* 課題 1: 阿高について論じた本文から、次の一文を英語に訳しなさい。「そもそも、阿高はずっと誰もが持っているものを持っておらず、それが「孤独感」を募らせる要因になっています。」
* 課題 2:
次の(a)〜(c)が本文の内容に合うかどうかを、それぞれ「はい」か「いいえ」で答え、判断の決め手となる本文の言葉を一字も変えずに引用しなさい。
(a) 武蔵にいた頃、阿高はそばにいる藤太のおかげで明るく暮らすことができた。
(b) 旅に出てから、藤太は阿高の前で何度も千種の名を口にしていた。
(c) 筆者は、茂里や広梨が阿高ひとりを信じていると考えている。
* 課題 3: 阿高と藤太について論じた本文を、最後の文のあとから引き継いで書き進めなさい。

さて、少し間が空いてしまったので念のためもう一度確認しておきます。
ここでの前提として

「心」が死んだ状態=「自分の存在が誰からも不要になったと感じること」=「存在意義の喪失」

ということでした。
苑上編で阿高が自分の存在意義を見失ったところを引用してみます。

藤太はときおり、うめきに似たつぶやきをもらしながら、けんめいに傷の熱と戦っていた。
だれも彼とともに戦うことはできなかったし、かわってやることもできなかった。
阿高は、この立場に身をおいてはじめて、なぜ、藤太は阿高から怨霊の話を聞くとき、どこかつらそうな顔をしたのかを理解した。
(おれには何も見えていやしなかった・・・・・・いつもそうだ。自分のことばかりで)
うちひしがれて阿高が考えているとき、藤太が名を呼んだような気がした。はっとして身を乗り出し、阿高は熱心に耳元でささやいた。
「藤太、おれだ。何がしてほしいんだ」
短くあえぐ息が聞こえるだけだった。
阿高があきらめかけたとき、藤太は苦しげにつぶやいた。
「千種・・・・・・千種」
阿高は見つめた。
旅に出てからの藤太が、阿高の前ではひとこともその名を出さなかったっことを、殴られたように思い出した。


やはりここでしょうか。
そもそも、阿高はずっと誰もが持っているものを持っておらず、それが「孤独感」を募らせる要因になっています。
しかし武蔵にいた頃はそばに藤太がいて、自分を藤太と思うことでそれにふたをして明るく暮らしてくることができました。
今回の旅では、まず自分は藤太とは別の人間であるということを知りました。
阿高にとって、初めての「個(アイデンティティ)」の認識だったかもしれません。
そして初めて向き合った自分自身は、あまりにも他人とかけ離れていました。
阿高はそんな自分がどんなにかおぞましい思いであったことでしょう。
苑上編の前半は阿高の自虐的な台詞が何度も出てきていますね。
そんな阿高をずっとそばで支えてくれたのが藤太でした。
阿高自身が嫌悪する阿高を、藤太はずっとかばってくれていました。
苑上編において阿高の存在意義は、藤太でした。
阿高は藤太を同じだと思っていたころ以上に必要とし、支えにしていたはずです。
もちろん茂里や広梨も阿高を信じてくれています。
ただ、彼らは藤太と阿高の二連を信じているのだという気がするのです。
そういう意味でも、阿高にとって藤太の存在は大きかった。
そんな藤太が、死に瀕しているときに呼んだ名が「千種」
阿高はこれで止めを刺されたといっていいでしょう。
何も出来ることがないと打ちひしがれて、その上こんな時に求めらたのは別の人だったという事実は阿高を完全に打ちのめしたでしょう。

「どうしてそんなところに立っているの」
雨の中に阿高が立っており、淡い光を放っているのは、阿高が首にかけている玉だった。
明玉を目にしているのだと気づいたが、それが光を放っていることは、今の阿高にはどうでもいいことのようだった。

* 資料:
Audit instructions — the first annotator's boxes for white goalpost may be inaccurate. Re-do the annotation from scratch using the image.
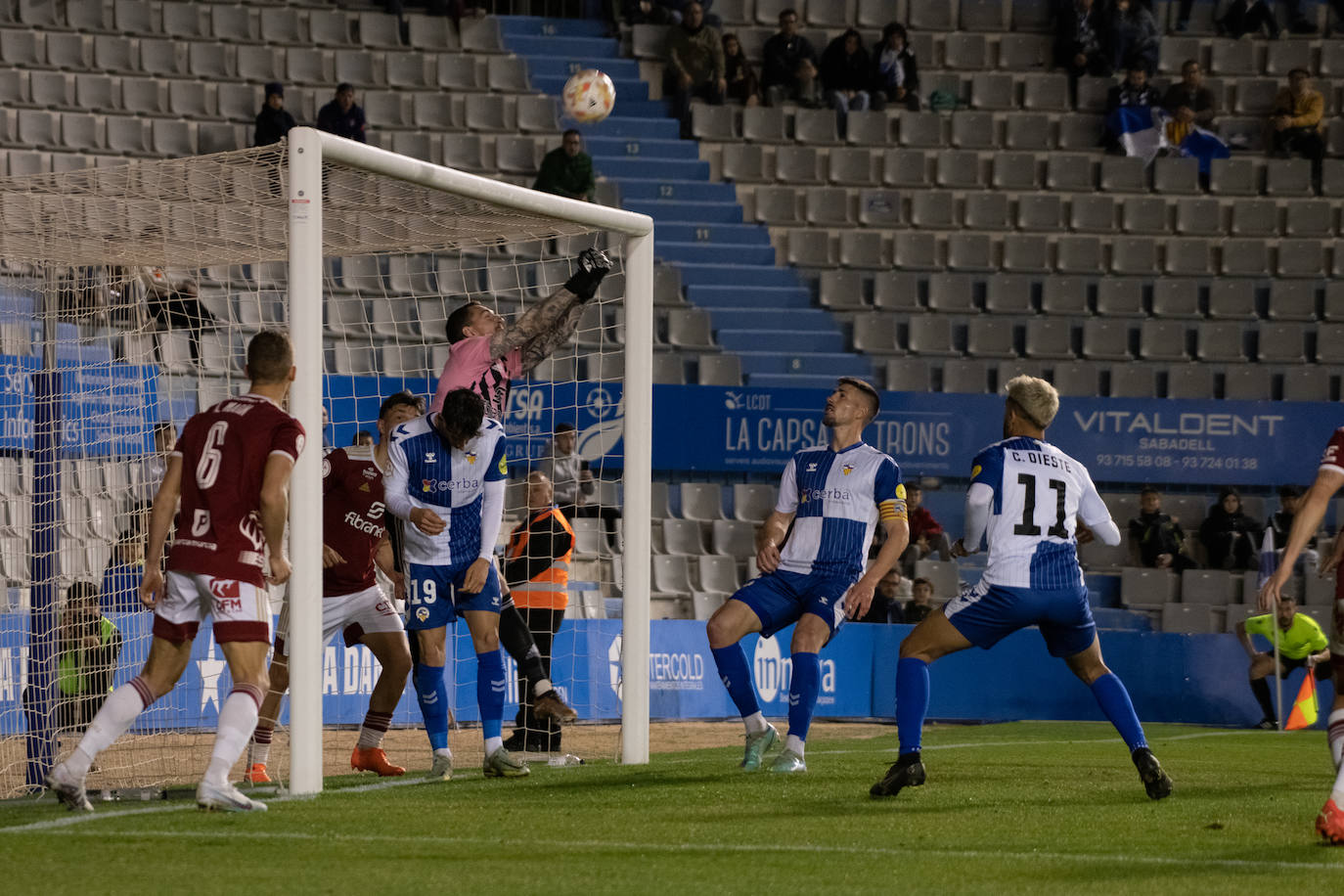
[0,127,654,802]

* 解答 1: To begin with, Ataka has always lacked something that everyone else has, and this has been a factor that deepens Ataka's sense of "loneliness."

* 解答 2:
(a) はい。「しかし武蔵にいた頃はそばに藤太がいて、自分を藤太と思うことでそれにふたをして明るく暮らしてくることができました。」
(b) いいえ。「阿高の前ではひとこともその名を出さなかった」
(c) いいえ。「彼らは藤太と阿高の二連を信じているのだという気がするのです。」

* 解答 3:
苑上が来たことを知っても、彼は顔も上げなければ返事もしなかった。
雨に打たれたままいつから立っているのか、ぬれそぼった髪がうつむいた首筋にまつわりついている。
「藤太のもとへ行くところだったの。外になどいないで、いっしょに行きましょう」
苑上はいったが、阿高はあいまいな身ぶりで行けと示しただけで、その場を動かなかった。
「そばにいてあげないの。一番近いあなたがどうして」
苑上は思わず歩をつめた。
そして、阿高が奥歯を噛みしめて泣いていたことに気がついた。
阿高はようやくのことで、かすれた声を押し出した。
行けない。藤太が死んだら、おれのせいだ」
「どうしてそんなことを」
「おれが殺したんだ。おれが・・・・・・ひき離した。こんなところまでつれてきて」


阿高が言った「行けない。」は、「必要とされてないと自覚した」という意味にも取れます。(※もちろん誤解ですが)
また、

朝までだまりとおすと見えた阿高が、ふいにぽつりとつぶやいた。
「甘えてたんだ。藤太に・・・・・・広梨や茂里にも。巻きこまずにはすまないことくらい、わかっていたはずなのに。藤太には待っている人がいるんだ」
「あなたにだっているのでしょう」
苑上はいったが、阿高は首をふった。
「一人で来るんだった。藤太を奪う権利なんてない」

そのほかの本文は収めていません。